» Written problem 1: In the forum post below, what does the writer apologize for?

RE: charging fees to teach

Posts: 18 Join Date: 1/18/12 Recent Posts
It has taken me some time to respond to these last two posts by Daniel and Josh. A large part of this is because it has forced me to examine my own practice history with a newly beady eye, with some unexpected results. And “.,."us Theravadins" …; we love to turn everything into an occasion for the work of learning and growth.” Say no more.

But first, I would like to apologise for referring to Daniel as “this guy” I had no idea that you would be reading or responding to my rather hurried comment.

Secondly I support and would defend your right to be as “…stubborn and uncompromising in such things” as you like. I have no doubt when you say that. “In the end, the students that stick around are more likely to be the kind of students that will be serious about deep practice.” And by that I am assuming you mean the deeper significance of generosity in all its manifestations.

Unfortunately Josh, I have no scriptural arguments to challenge you with. I was never much of a scholar and I think it’s too late to start now. However your post does point up a rather interesting culture clash with respect to my practice history and I suspect the practice histories of many others.

» Written problem 2: List every line of the records below that contains the string "level".

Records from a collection
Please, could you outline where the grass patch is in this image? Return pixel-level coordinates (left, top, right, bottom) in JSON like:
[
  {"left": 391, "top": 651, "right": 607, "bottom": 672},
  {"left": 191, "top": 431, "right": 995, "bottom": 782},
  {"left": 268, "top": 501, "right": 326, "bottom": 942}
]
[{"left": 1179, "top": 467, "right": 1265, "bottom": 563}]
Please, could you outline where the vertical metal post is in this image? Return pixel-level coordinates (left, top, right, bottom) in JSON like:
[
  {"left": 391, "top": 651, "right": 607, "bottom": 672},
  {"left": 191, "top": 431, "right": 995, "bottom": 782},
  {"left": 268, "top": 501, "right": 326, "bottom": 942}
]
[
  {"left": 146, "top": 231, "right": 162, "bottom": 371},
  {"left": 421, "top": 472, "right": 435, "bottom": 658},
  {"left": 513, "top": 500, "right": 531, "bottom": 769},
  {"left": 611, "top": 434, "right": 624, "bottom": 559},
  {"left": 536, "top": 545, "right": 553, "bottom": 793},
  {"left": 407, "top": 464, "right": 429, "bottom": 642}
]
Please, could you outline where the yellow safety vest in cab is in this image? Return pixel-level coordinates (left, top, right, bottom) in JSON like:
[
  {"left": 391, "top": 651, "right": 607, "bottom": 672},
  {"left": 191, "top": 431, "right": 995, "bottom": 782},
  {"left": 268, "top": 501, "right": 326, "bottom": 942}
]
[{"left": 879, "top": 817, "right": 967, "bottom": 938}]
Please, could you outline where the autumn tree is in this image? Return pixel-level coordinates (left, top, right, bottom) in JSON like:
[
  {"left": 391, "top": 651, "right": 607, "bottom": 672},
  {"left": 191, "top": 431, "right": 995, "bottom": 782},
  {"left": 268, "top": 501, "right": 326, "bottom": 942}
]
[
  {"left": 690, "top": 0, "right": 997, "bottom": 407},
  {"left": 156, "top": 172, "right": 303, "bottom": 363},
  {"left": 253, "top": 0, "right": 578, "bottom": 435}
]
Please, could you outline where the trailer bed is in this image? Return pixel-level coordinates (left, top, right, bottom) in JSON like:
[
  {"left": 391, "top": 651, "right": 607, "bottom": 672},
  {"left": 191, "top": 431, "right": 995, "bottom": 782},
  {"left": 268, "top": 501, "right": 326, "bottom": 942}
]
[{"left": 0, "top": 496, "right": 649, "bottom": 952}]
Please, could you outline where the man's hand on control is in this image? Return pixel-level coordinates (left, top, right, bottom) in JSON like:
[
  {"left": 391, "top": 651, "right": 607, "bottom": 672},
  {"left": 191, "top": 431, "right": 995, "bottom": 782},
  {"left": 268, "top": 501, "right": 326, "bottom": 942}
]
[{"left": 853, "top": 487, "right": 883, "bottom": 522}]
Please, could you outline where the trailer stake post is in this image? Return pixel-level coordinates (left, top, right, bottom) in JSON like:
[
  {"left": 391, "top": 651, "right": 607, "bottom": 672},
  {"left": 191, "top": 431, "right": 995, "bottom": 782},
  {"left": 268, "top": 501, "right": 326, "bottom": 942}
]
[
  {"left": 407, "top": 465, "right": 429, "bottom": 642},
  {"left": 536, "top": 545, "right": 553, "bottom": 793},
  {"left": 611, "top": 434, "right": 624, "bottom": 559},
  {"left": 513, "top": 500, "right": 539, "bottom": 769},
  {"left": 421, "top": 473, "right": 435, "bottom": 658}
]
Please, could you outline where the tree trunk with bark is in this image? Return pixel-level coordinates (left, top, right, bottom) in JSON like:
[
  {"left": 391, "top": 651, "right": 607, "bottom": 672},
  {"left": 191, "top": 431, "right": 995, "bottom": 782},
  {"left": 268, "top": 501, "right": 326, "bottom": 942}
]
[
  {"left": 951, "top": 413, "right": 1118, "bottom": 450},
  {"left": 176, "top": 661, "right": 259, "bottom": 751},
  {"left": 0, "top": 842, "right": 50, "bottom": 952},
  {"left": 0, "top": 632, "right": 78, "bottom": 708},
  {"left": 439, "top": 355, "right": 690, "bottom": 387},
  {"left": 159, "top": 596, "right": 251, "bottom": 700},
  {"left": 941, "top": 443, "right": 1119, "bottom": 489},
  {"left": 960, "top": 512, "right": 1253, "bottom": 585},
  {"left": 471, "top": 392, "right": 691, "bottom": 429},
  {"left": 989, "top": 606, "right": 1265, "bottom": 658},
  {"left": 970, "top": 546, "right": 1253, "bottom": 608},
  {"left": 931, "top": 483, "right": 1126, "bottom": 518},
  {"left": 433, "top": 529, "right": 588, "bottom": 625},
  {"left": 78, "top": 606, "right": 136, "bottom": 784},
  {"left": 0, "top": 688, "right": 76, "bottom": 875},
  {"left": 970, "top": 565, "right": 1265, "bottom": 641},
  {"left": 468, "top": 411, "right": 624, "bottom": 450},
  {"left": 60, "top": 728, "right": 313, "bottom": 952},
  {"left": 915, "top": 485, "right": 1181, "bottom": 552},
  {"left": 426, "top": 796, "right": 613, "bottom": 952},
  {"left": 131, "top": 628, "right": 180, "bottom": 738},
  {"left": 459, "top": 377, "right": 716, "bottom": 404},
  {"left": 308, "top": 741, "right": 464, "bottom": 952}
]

» Full solution 1: For referring to Daniel as "this guy."

» Full solution 2:
Please, could you outline where the grass patch is in this image? Return pixel-level coordinates (left, top, right, bottom) in JSON like:
Please, could you outline where the vertical metal post is in this image? Return pixel-level coordinates (left, top, right, bottom) in JSON like:
Please, could you outline where the yellow safety vest in cab is in this image? Return pixel-level coordinates (left, top, right, bottom) in JSON like:
Please, could you outline where the autumn tree is in this image? Return pixel-level coordinates (left, top, right, bottom) in JSON like:
Please, could you outline where the trailer bed is in this image? Return pixel-level coordinates (left, top, right, bottom) in JSON like:
Please, could you outline where the man's hand on control is in this image? Return pixel-level coordinates (left, top, right, bottom) in JSON like:
Please, could you outline where the trailer stake post is in this image? Return pixel-level coordinates (left, top, right, bottom) in JSON like:
Please, could you outline where the tree trunk with bark is in this image? Return pixel-level coordinates (left, top, right, bottom) in JSON like:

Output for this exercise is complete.